Switch every "towel" in the items below to "washcloth", and leave the rest of each line unchanged.

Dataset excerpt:
* * * *
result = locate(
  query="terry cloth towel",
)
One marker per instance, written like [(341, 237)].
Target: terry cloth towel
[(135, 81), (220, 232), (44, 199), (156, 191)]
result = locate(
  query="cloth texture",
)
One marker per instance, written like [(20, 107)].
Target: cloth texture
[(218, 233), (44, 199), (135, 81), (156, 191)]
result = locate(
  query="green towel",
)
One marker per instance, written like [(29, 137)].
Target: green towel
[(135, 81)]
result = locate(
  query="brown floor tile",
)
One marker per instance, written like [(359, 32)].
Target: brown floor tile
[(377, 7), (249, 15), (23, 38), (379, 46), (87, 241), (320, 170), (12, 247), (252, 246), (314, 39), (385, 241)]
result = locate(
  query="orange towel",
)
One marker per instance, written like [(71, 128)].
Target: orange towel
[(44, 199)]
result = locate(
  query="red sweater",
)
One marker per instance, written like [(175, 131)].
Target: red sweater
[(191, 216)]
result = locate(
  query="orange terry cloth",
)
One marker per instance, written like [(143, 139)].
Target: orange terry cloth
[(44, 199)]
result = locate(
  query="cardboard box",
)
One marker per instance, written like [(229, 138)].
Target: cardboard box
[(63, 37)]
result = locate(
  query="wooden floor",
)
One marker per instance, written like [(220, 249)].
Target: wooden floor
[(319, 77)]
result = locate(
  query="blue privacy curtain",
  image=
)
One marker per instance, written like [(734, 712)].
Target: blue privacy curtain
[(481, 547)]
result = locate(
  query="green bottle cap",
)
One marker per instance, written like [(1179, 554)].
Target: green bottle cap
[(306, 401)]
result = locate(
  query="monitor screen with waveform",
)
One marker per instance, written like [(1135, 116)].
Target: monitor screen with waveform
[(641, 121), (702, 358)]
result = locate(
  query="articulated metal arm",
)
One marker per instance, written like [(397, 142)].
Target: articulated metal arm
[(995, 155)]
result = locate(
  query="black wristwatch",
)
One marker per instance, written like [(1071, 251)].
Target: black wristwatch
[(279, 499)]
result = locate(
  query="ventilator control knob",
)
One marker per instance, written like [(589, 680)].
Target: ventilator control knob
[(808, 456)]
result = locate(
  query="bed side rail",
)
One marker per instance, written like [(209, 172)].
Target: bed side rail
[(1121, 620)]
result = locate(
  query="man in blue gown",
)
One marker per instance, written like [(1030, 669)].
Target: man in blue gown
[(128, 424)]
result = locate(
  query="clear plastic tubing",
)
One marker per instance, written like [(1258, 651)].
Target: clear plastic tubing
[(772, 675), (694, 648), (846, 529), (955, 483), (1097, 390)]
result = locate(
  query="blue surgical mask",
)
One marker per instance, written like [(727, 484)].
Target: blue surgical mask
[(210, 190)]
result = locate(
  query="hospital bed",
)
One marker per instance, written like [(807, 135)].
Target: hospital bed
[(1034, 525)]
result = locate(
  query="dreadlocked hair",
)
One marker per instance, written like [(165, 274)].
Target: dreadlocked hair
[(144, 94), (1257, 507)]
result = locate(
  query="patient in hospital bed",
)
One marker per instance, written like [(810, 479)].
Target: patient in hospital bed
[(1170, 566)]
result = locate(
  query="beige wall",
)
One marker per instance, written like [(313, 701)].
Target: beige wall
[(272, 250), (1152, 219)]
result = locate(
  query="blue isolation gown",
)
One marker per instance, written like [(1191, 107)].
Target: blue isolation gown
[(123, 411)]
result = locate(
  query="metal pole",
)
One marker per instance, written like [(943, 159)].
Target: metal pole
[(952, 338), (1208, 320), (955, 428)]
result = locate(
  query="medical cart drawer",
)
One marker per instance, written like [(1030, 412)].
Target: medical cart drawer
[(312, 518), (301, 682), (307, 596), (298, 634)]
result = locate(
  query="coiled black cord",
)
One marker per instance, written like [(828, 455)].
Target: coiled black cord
* * * *
• [Answer in full]
result = locate(
  query="terry cloth washcloth",
)
One marker per instance, written like [(341, 237)].
Target: terry cloth washcloth
[(135, 81), (220, 232), (44, 199), (156, 191)]
result = locate(
  query="cloth texture",
)
One marker per instance, written like [(20, 107)].
Target: cloth texture
[(218, 233), (44, 199), (135, 81), (156, 191)]
result = locate(
  query="green washcloth",
)
One marker per instance, written like [(29, 137)].
Target: green washcloth
[(135, 81)]
result = locate(
  query="brown floor tile",
)
One marker per instance, written like [(359, 32)].
Target: brown floor tile
[(377, 7), (249, 15), (23, 38), (379, 46), (87, 241), (320, 170), (12, 247), (252, 246), (314, 39), (385, 241)]
result = locate(
  query="orange washcloth",
)
One marker per instance, written like [(71, 128)].
Target: orange washcloth
[(44, 199)]
result = locate(
  query="red sweater",
)
One marker per instance, written like [(175, 131)].
Target: red sweater
[(191, 216)]
result = locate(
  query="orange terry cloth",
)
One marker per instance, written like [(143, 139)].
Target: orange terry cloth
[(44, 199)]
result = locate(
  query="cardboard box",
)
One marker per instance, written like [(229, 138)].
Target: cardboard box
[(63, 37)]
result = locate(
  query="wooden floor",
)
One marker per instance, written like [(220, 249)].
Target: wooden floor
[(319, 77)]
result = locate(
  query="blue privacy curtain",
  image=
)
One marker per instance, written like [(734, 712)].
Target: blue privacy curtain
[(481, 547)]
result = locate(
  query="green bottle cap",
)
One marker per instance, written like [(1179, 554)].
Target: green bottle cap
[(306, 401)]
result = locate(
  query="monitor screen with waveform",
)
One marker per instance, written like [(1135, 116)].
Target: monitor screen with waveform
[(641, 121), (702, 358)]
result = locate(
  query="articulated metal arm",
)
One marker per instance, written like [(397, 142)].
Target: articulated metal arm
[(995, 155)]
result = locate(
  query="black wristwatch",
)
One marker per instance, written like [(1071, 251)].
Target: black wristwatch
[(279, 499)]
result = locate(
  query="ventilator control knob",
)
One marker per instance, written like [(589, 680)].
Target: ventilator control knob
[(808, 456)]
result = locate(
  query="bed side rail",
)
One marker per instance, written like [(209, 172)].
Target: bed side rail
[(1121, 620)]
result = locate(
  query="man in blue gown",
)
One marker per instance, written like [(1030, 669)].
Target: man in blue gown
[(128, 424)]
result = locate(
  query="clear plastic tubing",
)
One marker per instance, written like [(1258, 651)].
Target: clear plastic tubing
[(772, 675), (694, 648), (846, 529), (955, 483), (1097, 390)]
result = locate(
  query="blue surgical mask",
)
One marker per instance, written like [(727, 484)].
Target: blue surgical mask
[(210, 190)]
result = locate(
  query="hospital bed",
)
One marker per instance, written like [(807, 135)].
Target: hospital bed
[(1034, 525)]
result = locate(
  query="dreadlocked hair",
)
One marker per instance, written like [(165, 274)].
Target: dreadlocked hair
[(144, 94), (1257, 507)]
result = locate(
  query="patient in hospital bed",
)
One marker per instance, written like [(810, 479)].
Target: patient in hospital bed
[(1170, 566)]
result = locate(
  query="beige wall",
)
One marker per instance, written like [(313, 701)].
Target: beige wall
[(272, 250), (1152, 219)]
result = locate(
  query="blue isolation gown",
)
One marker per instance, written like [(1191, 107)].
Target: blue isolation gown
[(123, 411)]
result = locate(
  query="metal pole",
)
One marker per instance, written like [(943, 159)].
Target: metal pole
[(952, 338), (1208, 320), (955, 428)]
result = locate(
  query="medical cart drawer",
)
One marker per instance, written like [(1030, 412)].
Target: medical cart drawer
[(312, 518), (301, 682), (307, 596), (298, 634)]
result = locate(
  query="coiled black cord",
)
One marker per instance, written like [(828, 455)].
Target: coiled black cord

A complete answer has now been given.